(Work required) Every record below is to be retyped exactly.

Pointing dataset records
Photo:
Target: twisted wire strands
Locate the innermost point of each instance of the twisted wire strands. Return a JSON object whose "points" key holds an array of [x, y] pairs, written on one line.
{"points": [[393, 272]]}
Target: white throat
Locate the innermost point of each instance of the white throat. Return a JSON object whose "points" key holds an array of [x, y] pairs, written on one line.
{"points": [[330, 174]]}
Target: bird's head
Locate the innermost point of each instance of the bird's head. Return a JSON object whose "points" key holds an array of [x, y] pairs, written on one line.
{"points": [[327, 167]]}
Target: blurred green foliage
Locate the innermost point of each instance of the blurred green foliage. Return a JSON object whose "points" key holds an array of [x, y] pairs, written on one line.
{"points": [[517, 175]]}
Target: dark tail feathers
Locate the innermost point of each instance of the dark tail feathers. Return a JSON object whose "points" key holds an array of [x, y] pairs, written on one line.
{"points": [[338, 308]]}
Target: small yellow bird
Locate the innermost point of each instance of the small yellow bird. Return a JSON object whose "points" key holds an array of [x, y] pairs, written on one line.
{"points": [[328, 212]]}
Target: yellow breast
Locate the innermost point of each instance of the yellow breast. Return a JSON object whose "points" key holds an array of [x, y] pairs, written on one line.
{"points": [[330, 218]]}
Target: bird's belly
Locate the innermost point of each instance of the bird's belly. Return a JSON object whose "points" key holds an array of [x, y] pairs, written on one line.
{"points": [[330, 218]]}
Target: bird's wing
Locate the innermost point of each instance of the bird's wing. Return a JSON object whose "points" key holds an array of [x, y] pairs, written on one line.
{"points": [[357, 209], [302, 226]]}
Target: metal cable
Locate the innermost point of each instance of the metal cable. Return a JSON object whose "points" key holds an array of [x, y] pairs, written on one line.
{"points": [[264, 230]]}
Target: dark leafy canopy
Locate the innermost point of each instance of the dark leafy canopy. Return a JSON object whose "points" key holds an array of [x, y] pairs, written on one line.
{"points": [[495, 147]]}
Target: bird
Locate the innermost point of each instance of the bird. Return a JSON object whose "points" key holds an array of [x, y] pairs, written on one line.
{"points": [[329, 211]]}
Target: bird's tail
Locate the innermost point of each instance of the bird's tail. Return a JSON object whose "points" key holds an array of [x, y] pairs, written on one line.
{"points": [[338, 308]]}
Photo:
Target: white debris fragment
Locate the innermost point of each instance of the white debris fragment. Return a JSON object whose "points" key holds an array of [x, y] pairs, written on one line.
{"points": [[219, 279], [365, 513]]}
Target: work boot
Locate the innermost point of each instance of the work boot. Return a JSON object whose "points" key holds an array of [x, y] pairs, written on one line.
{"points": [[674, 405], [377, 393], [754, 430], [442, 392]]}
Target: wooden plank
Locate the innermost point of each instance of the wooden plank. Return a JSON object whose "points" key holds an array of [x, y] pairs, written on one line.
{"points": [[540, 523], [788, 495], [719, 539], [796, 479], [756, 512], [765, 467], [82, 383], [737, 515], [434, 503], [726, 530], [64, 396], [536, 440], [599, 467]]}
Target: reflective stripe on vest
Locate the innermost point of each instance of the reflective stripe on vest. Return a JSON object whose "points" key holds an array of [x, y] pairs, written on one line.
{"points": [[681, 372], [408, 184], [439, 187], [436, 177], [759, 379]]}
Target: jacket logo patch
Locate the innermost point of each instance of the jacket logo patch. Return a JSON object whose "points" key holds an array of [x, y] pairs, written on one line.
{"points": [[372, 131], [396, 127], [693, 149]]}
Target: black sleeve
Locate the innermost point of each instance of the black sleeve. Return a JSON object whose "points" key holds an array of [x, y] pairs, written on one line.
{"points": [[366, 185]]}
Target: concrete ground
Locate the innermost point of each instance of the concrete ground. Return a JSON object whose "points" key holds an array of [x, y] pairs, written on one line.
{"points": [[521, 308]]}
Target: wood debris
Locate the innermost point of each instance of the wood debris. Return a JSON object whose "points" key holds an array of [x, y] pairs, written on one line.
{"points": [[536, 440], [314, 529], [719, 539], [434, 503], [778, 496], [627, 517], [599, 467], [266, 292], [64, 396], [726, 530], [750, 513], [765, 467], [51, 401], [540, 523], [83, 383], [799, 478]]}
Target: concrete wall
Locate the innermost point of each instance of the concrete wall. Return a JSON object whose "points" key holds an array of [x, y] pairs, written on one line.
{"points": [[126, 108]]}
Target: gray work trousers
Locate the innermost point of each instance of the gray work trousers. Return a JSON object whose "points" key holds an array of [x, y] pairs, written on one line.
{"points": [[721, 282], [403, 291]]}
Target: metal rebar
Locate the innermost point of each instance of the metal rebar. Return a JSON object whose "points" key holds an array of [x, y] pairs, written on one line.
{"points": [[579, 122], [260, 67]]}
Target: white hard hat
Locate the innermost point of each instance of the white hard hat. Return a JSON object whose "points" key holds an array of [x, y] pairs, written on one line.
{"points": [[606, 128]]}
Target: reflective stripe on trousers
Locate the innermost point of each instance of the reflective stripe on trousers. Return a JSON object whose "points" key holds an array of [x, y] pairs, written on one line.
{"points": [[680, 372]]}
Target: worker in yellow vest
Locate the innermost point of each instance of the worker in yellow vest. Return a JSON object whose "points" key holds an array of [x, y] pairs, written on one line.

(Solution)
Photo:
Target: twisted wire strands
Locate the innermost point of each instance of the twisted wire strands. Return a JSON object whose "points" key holds an array of [x, y] pairs, written on one line.
{"points": [[393, 272]]}
Target: white throat
Locate the innermost point of each instance of the white throat. Return a JSON object whose "points" key holds an array of [x, y] pairs, written on one line.
{"points": [[330, 174]]}
Target: bird's head
Locate the innermost point of each instance of the bird's head. Return a JSON object whose "points" key holds an array of [x, y] pairs, written on one line.
{"points": [[327, 167]]}
Target: blurred green foliage
Locate the innermost point of each instance of the blurred green foliage. Return a JSON object whose "points" key holds an array of [x, y] pairs, written on one line.
{"points": [[517, 175]]}
Target: dark tail feathers
Locate the innermost point of each instance of the dark tail feathers. Return a JSON object whose "points" key holds an array of [x, y] pairs, written on one line.
{"points": [[338, 308]]}
Target: small yellow bird
Locate the innermost point of each instance of the small yellow bird. Return a JSON object whose "points" key holds an array of [x, y] pairs, written on one line.
{"points": [[328, 212]]}
Target: yellow breast
Locate the innermost point of each instance of the yellow breast. Return a JSON object whose "points" key holds an array of [x, y] pairs, written on one line.
{"points": [[330, 218]]}
Target: bird's belly
Locate the innermost point of each instance of the bird's belly. Return a JSON object whose "points" key holds an array of [x, y] pairs, written on one line.
{"points": [[330, 218]]}
Target: bird's wing
Locate the innermost point of each instance of the bird's wing. Return a JSON object whose "points" key holds an array of [x, y] pairs, written on one line.
{"points": [[357, 209], [302, 226]]}
Target: metal cable
Locate the innermost point of each instance of the metal cable. Return a JSON object whose "points" key holds an array of [x, y] pairs, written on one line.
{"points": [[264, 230]]}
Target: dark leafy canopy
Locate the innermost point of each instance of the dark leafy canopy. Return a JSON object whose "points" key holds an array of [x, y] pairs, written on one line.
{"points": [[495, 147]]}
Target: bird
Locate the innermost point of each instance of the bird. Return a JSON object whose "points" key holds an array of [x, y] pairs, written on one line.
{"points": [[329, 211]]}
Target: bird's tail
Locate the innermost point of each instance of the bird's tail. Return a JSON object whose "points" key holds an array of [x, y] pairs, written on one line.
{"points": [[338, 308]]}
Photo:
Target: white debris fragment
Locate the innermost point of each instance of the white debris fragment. Return a JSON object whose "points" key holds an array of [x, y] pairs, written on one line.
{"points": [[219, 279], [365, 513]]}
Target: work boot
Locate the innermost point of each instance of the work boot. Return a JSON object whose "points" key holds an array of [x, y] pairs, written on one line.
{"points": [[674, 405], [377, 393], [754, 430], [442, 392]]}
Target: wooden plank
Locate the innermost point of each instance of the wooden plank. Return a JSON object whose "points" key holds an array of [x, y] pairs, written on one line.
{"points": [[540, 523], [788, 495], [719, 539], [796, 479], [756, 512], [765, 467], [82, 383], [737, 515], [434, 503], [726, 530], [64, 396], [536, 440], [599, 467]]}
Target: reflective stripe on vest
Locate the innermost point of each instance of the reflective stripe on vest. Return a JSON object whose "points" key holds an array of [x, y] pairs, written on one line.
{"points": [[681, 372], [408, 184], [439, 187], [436, 177], [759, 379]]}
Target: jacket logo patch
Locate the innermost point of each instance of the jacket logo patch. Return a JSON object whose "points" key holds an array of [x, y] pairs, written on one line.
{"points": [[372, 131], [396, 127], [693, 149]]}
Target: black sleeve
Locate the innermost point of each instance of the black sleeve. Return a JSON object whose "points" key holds an array of [x, y] pairs, written on one line.
{"points": [[366, 185]]}
Target: concrete ground
Locate the innermost point of each instance of the concrete ground. Return a JSON object whose "points" key holds an array of [x, y] pairs, written on one line.
{"points": [[521, 308]]}
Target: wood debris
Locate the innermost point of each instance of the wood debris. Return a JSON object whose "points" key holds an array of [x, y] pairs, written on one line.
{"points": [[536, 440], [314, 529], [719, 539], [434, 503], [778, 496], [627, 517], [599, 467], [266, 292], [64, 396], [726, 530], [750, 513], [765, 467], [51, 401], [540, 523], [83, 383], [799, 478]]}
Target: concrete wall
Locate the innermost point of each instance of the concrete wall. Return a JSON object whose "points" key holds an array of [x, y] pairs, written on one line.
{"points": [[126, 108]]}
Target: gray work trousers
Locate the innermost point of each instance of the gray work trousers. Return a JSON object whose "points" key holds an array of [x, y] pairs, written on one line.
{"points": [[721, 282], [403, 291]]}
Target: metal rebar
Locate the innermost point of each instance of the metal rebar. Return a JSON object whose "points" key holds an array of [x, y] pairs, written on one line.
{"points": [[579, 122], [260, 67]]}
Target: white hard hat
Locate the innermost point of each instance of the white hard hat. Return a JSON object whose "points" key holds an array of [x, y] pairs, written on one line.
{"points": [[606, 128]]}
Target: reflective stripe on trousers
Locate the innermost point of each instance of the reflective stripe on trousers. Return a JSON object whose "points" key holds an array of [x, y] pairs, written on one line.
{"points": [[680, 372]]}
Target: worker in yellow vest
Locate the innermost point of each instance of the worker in yellow vest. Return a JSON object whose "points" key holds an array of [x, y] pairs, written on one line.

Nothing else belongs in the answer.